***** EXCERPT

Intel® High Level Synthesis Compiler Pro Edition: Best Practices Guide

ID 683152
Date 10/04/2021
Public

A newer version of this document is available. Customers should click here to go to the newest version.

Document Table of Contents

3.3.4.1. Component Memory

If you declare an array inside your component, the Intel® HLS Compiler creates component memory in hardware. Component memory is sometimes referred to as local memory or on-chip memory because it is created from memory resources (such as RAM blocks) available on the FPGA.

The following source code snippet results in the creation of a component memory system, an interface to an external memory system, and access to these memory systems:

#include <HLS/hls.h>

constexpr int SIZE = 128;
constexpr int N = SIZE - 1;

using HostInterface = ihc::mm_host<int, ihc::waitrequest<true>, 
                                       ihc::latency<0>>;

component void memoryComponent(HostInterface &hostA)

**********
***** DATA PROVIDED

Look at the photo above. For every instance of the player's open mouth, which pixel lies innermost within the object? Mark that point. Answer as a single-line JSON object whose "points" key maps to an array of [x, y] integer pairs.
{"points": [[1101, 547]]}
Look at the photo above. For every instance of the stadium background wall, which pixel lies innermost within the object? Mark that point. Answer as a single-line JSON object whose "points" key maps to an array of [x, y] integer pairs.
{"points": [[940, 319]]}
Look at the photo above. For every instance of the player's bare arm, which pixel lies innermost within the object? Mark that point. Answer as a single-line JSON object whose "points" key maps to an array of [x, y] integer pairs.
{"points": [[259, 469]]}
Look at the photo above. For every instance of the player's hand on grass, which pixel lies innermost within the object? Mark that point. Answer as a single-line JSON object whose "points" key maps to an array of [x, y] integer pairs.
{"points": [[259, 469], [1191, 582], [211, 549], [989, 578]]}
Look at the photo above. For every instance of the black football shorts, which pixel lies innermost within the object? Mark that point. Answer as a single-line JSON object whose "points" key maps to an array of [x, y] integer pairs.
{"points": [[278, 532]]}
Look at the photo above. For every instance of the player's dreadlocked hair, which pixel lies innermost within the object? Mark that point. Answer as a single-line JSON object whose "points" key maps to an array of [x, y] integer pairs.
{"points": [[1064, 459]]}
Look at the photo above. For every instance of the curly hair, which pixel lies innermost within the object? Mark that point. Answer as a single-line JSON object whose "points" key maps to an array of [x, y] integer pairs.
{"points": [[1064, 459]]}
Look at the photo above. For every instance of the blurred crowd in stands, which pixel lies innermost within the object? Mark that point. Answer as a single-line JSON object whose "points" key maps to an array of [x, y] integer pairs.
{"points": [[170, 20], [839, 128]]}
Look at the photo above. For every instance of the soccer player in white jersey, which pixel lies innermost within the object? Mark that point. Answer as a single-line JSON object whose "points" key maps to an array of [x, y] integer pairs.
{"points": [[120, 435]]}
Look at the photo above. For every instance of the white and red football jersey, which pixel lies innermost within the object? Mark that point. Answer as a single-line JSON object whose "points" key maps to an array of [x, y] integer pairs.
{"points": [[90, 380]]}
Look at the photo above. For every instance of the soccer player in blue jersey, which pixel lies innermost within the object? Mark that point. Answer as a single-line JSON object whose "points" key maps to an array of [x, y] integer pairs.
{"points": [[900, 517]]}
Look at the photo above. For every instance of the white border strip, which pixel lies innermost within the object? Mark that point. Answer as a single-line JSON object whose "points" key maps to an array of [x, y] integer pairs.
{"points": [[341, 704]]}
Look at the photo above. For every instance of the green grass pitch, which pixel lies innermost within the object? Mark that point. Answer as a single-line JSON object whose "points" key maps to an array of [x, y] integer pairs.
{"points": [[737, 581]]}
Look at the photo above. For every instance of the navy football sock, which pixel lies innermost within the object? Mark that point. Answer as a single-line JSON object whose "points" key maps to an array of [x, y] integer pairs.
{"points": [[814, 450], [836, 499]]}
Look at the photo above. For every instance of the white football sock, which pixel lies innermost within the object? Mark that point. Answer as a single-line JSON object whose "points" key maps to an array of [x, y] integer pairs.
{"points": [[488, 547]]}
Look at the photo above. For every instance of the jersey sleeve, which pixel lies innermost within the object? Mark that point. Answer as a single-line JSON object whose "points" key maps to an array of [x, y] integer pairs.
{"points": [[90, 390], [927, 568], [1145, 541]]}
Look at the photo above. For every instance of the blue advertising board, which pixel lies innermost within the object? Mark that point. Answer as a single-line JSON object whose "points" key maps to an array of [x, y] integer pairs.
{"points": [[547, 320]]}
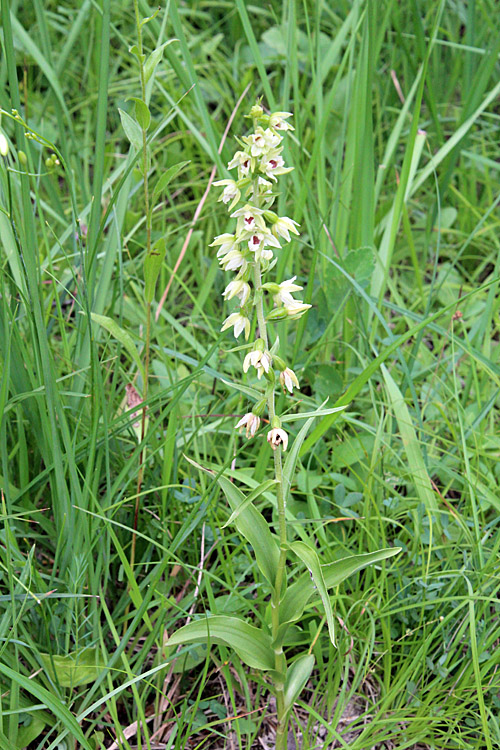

**********

**INSTRUCTION A**. According to the component memory excerpt, why is component memory sometimes called local memory or on-chip memory?
**INSTRUCTION B**. Reproduce the component memory excerpt verbatim, everything from "3.3.4.1. Component Memory" down to "on the FPGA.".

**CORRECT RESULT A**. Component memory is sometimes called local memory or on-chip memory because it is created from memory resources available on the FPGA, such as RAM blocks.

**CORRECT RESULT B**.
3.3.4.1. Component Memory

If you declare an array inside your component, the Intel® HLS Compiler creates component memory in hardware. Component memory is sometimes referred to as local memory or on-chip memory because it is created from memory resources (such as RAM blocks) available on the FPGA.